WHAT THIS TASK INVOLVES: Where does the word "white" appear in the data? Copy every line that holds it.

DATA SUPPLIED:
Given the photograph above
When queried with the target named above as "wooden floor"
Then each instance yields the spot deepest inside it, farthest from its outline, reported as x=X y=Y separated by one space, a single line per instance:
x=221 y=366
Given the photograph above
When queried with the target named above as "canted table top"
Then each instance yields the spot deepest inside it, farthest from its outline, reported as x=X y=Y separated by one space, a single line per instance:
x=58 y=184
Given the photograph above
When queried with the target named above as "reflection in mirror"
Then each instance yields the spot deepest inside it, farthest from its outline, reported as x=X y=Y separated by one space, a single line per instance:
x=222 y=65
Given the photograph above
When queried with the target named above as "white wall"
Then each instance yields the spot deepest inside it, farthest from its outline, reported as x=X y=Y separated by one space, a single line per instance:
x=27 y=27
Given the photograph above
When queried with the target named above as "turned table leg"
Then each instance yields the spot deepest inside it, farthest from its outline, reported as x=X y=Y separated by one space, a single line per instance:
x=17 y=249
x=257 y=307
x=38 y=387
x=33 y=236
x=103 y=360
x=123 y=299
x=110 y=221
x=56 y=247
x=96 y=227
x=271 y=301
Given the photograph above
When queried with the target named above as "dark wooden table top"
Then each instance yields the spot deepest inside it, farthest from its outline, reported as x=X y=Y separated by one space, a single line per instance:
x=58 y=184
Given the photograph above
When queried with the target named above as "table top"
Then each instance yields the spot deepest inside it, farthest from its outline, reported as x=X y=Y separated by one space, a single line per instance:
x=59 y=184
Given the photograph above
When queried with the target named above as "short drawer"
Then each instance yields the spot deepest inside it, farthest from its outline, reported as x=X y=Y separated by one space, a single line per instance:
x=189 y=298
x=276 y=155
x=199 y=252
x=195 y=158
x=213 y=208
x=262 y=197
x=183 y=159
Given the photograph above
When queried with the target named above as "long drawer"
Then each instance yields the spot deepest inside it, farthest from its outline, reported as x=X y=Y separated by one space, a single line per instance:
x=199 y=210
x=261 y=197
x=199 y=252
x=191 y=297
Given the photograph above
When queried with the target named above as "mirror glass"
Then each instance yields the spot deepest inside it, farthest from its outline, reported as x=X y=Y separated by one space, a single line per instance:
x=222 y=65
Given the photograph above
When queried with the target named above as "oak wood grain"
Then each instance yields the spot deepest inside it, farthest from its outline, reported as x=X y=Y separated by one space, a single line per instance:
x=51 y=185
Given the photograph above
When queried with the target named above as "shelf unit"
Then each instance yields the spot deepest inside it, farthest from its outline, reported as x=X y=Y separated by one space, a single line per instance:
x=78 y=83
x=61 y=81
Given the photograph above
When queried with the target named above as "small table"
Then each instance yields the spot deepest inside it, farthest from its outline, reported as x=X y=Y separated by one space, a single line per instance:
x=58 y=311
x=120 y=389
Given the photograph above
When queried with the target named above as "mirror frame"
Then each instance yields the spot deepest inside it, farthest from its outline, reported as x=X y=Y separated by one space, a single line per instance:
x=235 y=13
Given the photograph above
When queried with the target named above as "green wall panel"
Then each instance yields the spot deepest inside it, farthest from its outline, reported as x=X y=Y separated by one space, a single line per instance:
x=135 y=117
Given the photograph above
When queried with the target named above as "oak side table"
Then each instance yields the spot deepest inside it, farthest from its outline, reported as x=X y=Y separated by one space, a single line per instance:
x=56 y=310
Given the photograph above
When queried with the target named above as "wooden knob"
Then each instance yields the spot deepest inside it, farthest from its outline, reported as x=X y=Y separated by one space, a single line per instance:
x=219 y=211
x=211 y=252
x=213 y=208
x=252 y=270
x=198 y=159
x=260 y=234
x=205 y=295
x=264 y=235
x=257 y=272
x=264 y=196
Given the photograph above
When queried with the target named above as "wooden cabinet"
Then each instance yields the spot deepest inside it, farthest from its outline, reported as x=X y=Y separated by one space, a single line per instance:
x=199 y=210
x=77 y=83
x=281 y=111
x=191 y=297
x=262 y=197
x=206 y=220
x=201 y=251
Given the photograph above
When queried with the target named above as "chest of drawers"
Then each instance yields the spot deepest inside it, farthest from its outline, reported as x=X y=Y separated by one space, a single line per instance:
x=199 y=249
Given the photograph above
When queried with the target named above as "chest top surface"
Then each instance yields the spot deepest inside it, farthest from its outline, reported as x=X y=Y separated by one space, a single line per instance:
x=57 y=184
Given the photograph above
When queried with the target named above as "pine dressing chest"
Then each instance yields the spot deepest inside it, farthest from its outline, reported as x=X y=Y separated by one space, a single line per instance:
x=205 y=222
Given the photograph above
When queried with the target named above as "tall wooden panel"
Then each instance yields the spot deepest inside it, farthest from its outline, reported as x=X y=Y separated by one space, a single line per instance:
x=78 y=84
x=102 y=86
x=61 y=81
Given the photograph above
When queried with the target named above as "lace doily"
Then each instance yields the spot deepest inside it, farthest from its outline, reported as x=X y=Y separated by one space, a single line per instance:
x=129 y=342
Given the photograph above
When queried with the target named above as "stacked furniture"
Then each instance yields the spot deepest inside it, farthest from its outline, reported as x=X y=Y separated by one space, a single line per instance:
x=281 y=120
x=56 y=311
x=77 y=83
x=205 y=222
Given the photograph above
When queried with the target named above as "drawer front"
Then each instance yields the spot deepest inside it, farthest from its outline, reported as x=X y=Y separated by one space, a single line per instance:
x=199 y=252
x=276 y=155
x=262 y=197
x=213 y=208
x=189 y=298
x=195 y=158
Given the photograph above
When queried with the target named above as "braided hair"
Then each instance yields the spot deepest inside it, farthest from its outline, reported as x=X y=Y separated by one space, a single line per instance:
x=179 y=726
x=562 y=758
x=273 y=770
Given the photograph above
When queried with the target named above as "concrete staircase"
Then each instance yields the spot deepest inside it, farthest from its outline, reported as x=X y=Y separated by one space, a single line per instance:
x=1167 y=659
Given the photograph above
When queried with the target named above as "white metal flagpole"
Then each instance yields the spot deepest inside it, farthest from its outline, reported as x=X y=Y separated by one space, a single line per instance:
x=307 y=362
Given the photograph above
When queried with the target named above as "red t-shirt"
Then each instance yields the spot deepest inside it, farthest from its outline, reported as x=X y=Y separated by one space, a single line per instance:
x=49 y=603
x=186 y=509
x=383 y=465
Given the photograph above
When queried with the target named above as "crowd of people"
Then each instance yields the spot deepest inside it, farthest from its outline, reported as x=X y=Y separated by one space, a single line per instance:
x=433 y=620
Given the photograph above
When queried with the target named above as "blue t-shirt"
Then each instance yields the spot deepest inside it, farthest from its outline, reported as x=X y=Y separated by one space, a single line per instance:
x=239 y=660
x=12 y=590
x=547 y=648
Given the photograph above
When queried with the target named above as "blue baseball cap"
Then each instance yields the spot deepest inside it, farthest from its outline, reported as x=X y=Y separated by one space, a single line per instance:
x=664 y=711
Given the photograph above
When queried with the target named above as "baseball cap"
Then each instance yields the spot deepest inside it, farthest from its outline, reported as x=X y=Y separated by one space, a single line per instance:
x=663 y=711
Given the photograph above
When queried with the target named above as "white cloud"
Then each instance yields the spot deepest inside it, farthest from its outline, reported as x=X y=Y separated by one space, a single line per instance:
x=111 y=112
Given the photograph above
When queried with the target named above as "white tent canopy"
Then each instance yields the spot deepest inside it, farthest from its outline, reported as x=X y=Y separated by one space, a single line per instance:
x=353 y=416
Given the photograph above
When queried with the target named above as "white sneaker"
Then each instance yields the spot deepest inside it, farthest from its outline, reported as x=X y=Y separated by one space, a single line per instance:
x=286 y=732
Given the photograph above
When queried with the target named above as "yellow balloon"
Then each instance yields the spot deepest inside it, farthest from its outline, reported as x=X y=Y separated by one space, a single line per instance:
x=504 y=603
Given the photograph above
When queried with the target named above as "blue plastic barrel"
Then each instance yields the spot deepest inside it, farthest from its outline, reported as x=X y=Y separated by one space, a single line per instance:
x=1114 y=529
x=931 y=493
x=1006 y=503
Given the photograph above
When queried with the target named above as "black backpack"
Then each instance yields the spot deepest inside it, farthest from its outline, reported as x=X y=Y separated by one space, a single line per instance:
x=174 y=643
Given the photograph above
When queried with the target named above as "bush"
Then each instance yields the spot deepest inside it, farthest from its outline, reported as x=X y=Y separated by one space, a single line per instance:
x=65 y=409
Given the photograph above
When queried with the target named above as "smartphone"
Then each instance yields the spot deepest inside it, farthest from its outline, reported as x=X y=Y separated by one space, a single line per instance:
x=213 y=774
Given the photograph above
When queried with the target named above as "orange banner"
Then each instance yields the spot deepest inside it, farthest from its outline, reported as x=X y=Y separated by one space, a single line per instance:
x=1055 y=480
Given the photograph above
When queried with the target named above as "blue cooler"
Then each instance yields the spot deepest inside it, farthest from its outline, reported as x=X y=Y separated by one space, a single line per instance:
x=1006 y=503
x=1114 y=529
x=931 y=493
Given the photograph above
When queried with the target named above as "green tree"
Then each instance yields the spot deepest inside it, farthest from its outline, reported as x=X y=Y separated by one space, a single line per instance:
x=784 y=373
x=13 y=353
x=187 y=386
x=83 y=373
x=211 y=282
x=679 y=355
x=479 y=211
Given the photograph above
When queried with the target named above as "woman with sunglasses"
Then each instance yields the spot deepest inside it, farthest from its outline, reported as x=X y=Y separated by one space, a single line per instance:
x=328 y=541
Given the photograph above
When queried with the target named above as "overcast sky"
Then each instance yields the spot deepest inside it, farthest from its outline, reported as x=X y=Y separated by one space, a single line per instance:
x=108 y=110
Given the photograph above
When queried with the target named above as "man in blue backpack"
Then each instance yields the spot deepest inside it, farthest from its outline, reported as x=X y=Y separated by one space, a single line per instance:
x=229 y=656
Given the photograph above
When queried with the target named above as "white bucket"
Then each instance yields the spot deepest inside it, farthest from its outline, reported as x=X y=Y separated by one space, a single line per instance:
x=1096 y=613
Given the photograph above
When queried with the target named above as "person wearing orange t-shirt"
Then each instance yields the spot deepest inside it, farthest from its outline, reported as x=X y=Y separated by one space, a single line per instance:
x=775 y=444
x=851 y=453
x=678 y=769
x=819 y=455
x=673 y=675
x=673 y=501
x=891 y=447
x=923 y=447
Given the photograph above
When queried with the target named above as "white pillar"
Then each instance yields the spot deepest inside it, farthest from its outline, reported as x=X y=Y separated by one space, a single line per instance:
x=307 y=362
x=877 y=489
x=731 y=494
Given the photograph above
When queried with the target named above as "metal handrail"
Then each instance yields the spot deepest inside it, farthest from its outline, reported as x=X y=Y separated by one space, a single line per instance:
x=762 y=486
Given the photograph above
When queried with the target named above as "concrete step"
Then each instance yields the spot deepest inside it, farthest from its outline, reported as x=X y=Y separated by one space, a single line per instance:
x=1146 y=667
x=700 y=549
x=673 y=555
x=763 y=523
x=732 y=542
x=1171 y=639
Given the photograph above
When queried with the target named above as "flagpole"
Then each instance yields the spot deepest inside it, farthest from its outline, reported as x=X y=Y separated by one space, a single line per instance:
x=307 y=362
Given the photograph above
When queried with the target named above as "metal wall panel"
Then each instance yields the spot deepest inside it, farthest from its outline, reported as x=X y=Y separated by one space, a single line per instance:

WORKED SOLUTION:
When queried with the target named above as "white wall"
When queried with the target named above as "white metal flagpole"
When queried with the target named above as "white cloud"
When queried with the target named above as "white tent canopy"
When queried with the target named above as "white sneaker"
When queried with the target named above as "white bucket"
When queried with the target named above as "white pillar"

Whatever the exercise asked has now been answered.